Required action A =
Answer these questions using the globalization essay.
(i) After WWII, which country found itself as the world's preeminent economic power?
(ii) Of what strategy was the Trans-Pacific Partnership a part?
(iii) According to Spence, what may free trade increase within countries?

Extract =
BEGIN

Globalization and Complexity

To think clearly about globalization, one must first consider how the modern international system came to be. After World War II (WWII), the United States found itself as the world’s preeminent economic power as the industrial base of Europe, Russia, Japan, and so much of the rest of the globe were severely damaged. The decades after the war provided an opportunity for the United States, given their economic preeminence, to help rest of the world develop economically. This provided a source of status for American officials as they travelled the world dispensing advice and wealth to the world’s underdeveloped nations. Note too that the very term “underdeveloped” reified the development concept to the extent that development is of course a goal to be desired and sought by all countries. Note also that the international social bargains and narratives established after WWII all assume American international leadership that sustains and maintains the international system.

As noted by economist Michael Spence, writing for the World Economic Forum (WEF) however, all good things must come to an end. Those “good things”—or more accurately, “public goods” provided by the United States since WWII—take a range of forms, both security “guns” and economic “butter”. For example, the United States continues to participate and promote the North Atlantic Treaty Organization (NATO) that protects Europe from Soviet Union even though the Soviet Union ceased to exist over twenty-five years ago. Moreover, Europe has been able to afford to protect itself for longer than that, and the European Union (EU) has used the extra money it saved not buying guns to buy butter — i.e., to fund a lavish welfare system. Economically, the United States has participated in multiple multilateral trade deals, such as the North American Free Trade Agreement (NAFTA), that have undeniably reduced trade barriers and increased trade. Such trade deals have significantly impacted traditional manufacturing in the US and other developed nations while helping Mexico, China, and other developing countries. President Barack Obama sought to further free trade through the Trans-Pacific Partnership (TPP) as part of his “Pivot to Asia” strategy. The impact of TPP on American jobs was unclear and was being debated until Donald Trump was elected, and now the TPP appears, “dead in the water.”

Spence notes that while free trade increases economic equality among countries, it may also increase economic inequality within countries. His observation is both accurate and commendable for a range of reasons. First, Spence’s understanding is nuanced as he recognizes that all good things do not go together, an all to common error in today’s soundbite driven 24 hour news cycle society. While policies generally and globalization policies specifically throw off both benefits and costs, this is not always recognized by economic policy analysts. Second, he recognizes that these costs and benefits of free trade policies obtain differentially though space, with increased equality at the international scale being entirely compatible with and related to problematic inequality at the national scale. Third, he recognizes that these costs are fueling nationalist movements to reconsider globalist policies and norms, and the trajectory and outcomes of these movements is not clear.

END

[Stored data]

BEGIN

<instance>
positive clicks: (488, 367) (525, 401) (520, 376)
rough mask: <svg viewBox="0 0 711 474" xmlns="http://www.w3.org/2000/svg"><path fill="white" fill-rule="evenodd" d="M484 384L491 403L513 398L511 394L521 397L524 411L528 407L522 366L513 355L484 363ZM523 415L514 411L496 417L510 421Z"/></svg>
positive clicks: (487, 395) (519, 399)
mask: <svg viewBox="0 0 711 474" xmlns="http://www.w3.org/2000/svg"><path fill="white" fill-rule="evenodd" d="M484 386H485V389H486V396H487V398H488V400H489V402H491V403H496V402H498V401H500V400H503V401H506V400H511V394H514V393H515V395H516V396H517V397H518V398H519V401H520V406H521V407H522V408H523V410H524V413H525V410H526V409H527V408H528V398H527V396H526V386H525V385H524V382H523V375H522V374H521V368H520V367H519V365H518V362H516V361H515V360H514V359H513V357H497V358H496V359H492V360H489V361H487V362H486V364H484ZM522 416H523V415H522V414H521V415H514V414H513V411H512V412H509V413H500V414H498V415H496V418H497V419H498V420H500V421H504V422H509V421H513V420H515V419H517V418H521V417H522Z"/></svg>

END

Required action B = Turn the stretch of the stored data from the start through the line containing "positive clicks: (487, 395) (519, 399)" into a Markdown table with columns Row and Record line, skipping blank lines.

Solution A =
(i) The United States
(ii) President Barack Obama's "Pivot to Asia" strategy
(iii) Economic inequality

Solution B =
| Row | Record line |
|---|---|
| 1 | <instance> |
| 2 | positive clicks: (488, 367) (525, 401) (520, 376) |
| 3 | rough mask: <svg viewBox="0 0 711 474" xmlns="http://www.w3.org/2000/svg"><path fill="white" fill-rule="evenodd" d="M484 384L491 403L513 398L511 394L521 397L524 411L528 407L522 366L513 355L484 363ZM523 415L514 411L496 417L510 421Z"/></svg> |
| 4 | positive clicks: (487, 395) (519, 399) |